Please pick out every row below that contains the word "negative" and copy each one.

___ THE DATA ___

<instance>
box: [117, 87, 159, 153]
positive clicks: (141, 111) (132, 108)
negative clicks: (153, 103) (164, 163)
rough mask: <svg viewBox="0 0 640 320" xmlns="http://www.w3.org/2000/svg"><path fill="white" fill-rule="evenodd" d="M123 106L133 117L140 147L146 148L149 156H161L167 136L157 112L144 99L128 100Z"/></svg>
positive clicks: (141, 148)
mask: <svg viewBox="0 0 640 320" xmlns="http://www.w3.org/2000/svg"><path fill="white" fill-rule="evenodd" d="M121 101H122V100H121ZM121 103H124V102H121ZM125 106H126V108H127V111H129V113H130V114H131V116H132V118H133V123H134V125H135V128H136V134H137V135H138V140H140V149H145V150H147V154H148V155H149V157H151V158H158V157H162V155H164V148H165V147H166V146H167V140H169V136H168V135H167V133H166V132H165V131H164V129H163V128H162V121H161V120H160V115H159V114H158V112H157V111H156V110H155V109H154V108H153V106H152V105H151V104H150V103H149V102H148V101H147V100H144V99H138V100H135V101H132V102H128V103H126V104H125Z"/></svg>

___
___ THE DATA ___

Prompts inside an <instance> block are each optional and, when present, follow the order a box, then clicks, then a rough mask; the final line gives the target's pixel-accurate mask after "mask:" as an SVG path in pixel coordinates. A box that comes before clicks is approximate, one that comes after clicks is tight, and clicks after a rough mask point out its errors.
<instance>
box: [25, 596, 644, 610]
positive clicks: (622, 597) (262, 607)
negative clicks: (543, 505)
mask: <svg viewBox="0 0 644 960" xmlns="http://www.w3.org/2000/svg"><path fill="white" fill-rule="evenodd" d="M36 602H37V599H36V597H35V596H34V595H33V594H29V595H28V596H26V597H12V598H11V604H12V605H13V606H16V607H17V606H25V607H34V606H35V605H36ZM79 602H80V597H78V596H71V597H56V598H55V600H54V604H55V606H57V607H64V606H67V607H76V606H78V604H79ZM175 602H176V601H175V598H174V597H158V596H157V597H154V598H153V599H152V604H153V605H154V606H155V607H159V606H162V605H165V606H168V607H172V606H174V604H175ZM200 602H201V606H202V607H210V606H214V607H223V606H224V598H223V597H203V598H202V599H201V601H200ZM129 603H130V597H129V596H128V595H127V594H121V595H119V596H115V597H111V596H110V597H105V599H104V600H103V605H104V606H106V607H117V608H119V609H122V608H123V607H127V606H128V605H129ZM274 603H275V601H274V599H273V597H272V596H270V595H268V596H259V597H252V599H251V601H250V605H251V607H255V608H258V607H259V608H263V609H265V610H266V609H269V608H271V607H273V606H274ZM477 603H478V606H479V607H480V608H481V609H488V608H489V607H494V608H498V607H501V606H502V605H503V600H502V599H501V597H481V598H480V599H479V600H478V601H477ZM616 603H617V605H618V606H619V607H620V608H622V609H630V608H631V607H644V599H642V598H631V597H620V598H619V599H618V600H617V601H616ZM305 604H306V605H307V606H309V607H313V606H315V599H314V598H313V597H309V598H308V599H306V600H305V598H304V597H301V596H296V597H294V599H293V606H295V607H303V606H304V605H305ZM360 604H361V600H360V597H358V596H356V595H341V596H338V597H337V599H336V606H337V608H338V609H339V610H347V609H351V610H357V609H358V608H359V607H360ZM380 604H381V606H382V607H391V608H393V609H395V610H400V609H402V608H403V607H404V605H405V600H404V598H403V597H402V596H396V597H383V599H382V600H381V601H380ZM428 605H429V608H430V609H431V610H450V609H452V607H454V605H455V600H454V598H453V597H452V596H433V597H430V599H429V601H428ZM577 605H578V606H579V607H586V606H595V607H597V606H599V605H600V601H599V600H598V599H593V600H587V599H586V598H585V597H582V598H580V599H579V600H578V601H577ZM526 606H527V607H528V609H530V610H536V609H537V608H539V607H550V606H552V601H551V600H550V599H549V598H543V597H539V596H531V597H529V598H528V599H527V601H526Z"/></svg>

___

_SOLUTION TO THE EXERCISE:_
negative clicks: (153, 103) (164, 163)
negative clicks: (543, 505)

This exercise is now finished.